__WORK ITEM A__:
Identify every line of the records that contains the string "positive".

__EXTRACT__:
________

By Stephen DravisiBerkshires Staff
WILLIAMSTOWN, Mass. — The Prudential Committee on Wednesday signed off on more than $1 million in cost cutting measures for the planned Main Street fire station.
 
Some of the "value engineering" changes are cosmetic, while at least one pushes off a planned expense into the future.
 
The committee, which oversees the Fire District, also made plans to hold meetings over the next two Wednesdays to finalize its fiscal year 2025 budget request and other warrant articles for the May 28 annual district meeting. One of those warrant articles could include a request for a new mini rescue truck.
 
The value engineering changes to the building project originated with the district's Building Committee, which asked the Prudential Committee to review and sign off.
 
In all, the cuts approved on Wednesday are estimated to trim $1.135 million off the project's price tag.
 
The biggest ticket items included $250,000 to simplify the exterior masonry, $200,000 to eliminate a side yard shed, $150,000 to switch from a metal roof to asphalt shingles and $75,000 to "white box" certain areas on the second floor of the planned building.
 
The white boxing means the interior spaces will be built but not finished. So instead of dividing a large space into six bunk rooms and installing two restrooms on the second floor, that space will be left empty and unframed for now.

________

__LISTED ENTRIES__:

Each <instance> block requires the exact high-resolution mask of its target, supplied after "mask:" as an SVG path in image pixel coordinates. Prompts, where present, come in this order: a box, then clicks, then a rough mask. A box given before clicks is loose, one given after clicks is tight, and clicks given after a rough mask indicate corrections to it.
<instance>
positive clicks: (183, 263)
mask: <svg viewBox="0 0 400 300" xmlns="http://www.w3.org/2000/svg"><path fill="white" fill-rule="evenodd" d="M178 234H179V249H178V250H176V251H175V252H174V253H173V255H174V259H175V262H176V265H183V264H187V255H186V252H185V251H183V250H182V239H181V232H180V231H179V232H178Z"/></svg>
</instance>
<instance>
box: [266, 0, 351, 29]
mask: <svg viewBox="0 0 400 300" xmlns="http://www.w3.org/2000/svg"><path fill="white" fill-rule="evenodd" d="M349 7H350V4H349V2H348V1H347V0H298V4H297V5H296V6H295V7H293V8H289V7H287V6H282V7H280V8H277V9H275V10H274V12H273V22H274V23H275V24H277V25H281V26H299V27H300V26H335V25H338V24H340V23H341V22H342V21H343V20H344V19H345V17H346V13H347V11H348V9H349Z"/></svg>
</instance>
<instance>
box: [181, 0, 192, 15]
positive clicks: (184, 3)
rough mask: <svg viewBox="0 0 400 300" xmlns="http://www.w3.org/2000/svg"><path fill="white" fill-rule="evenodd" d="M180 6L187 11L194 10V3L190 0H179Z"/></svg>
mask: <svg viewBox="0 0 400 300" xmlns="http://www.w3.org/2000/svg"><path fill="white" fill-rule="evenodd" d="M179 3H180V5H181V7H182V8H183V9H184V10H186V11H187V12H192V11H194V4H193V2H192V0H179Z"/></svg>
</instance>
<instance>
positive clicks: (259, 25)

________

__WORK ITEM B__:
Decide whether each statement below agrees with the fire station article, answering yes or no and quoting the deciding words from the article. (i) The Prudential Committee approved more than $1 million in cost cutting measures for the planned fire station. (ii) Switching from a metal roof to asphalt shingles is estimated to save $250,000. (iii) The second-floor space will be divided into six bunk rooms for now.

__RESPONSE A__:
positive clicks: (183, 263)
positive clicks: (184, 3)
positive clicks: (259, 25)

__RESPONSE B__:
(i) Yes: "signed off on more than $1 million in cost cutting measures for the planned Main Street fire station"
(ii) No: "$150,000 to switch from a metal roof to asphalt shingles"
(iii) No: "that space will be left empty and unframed for now"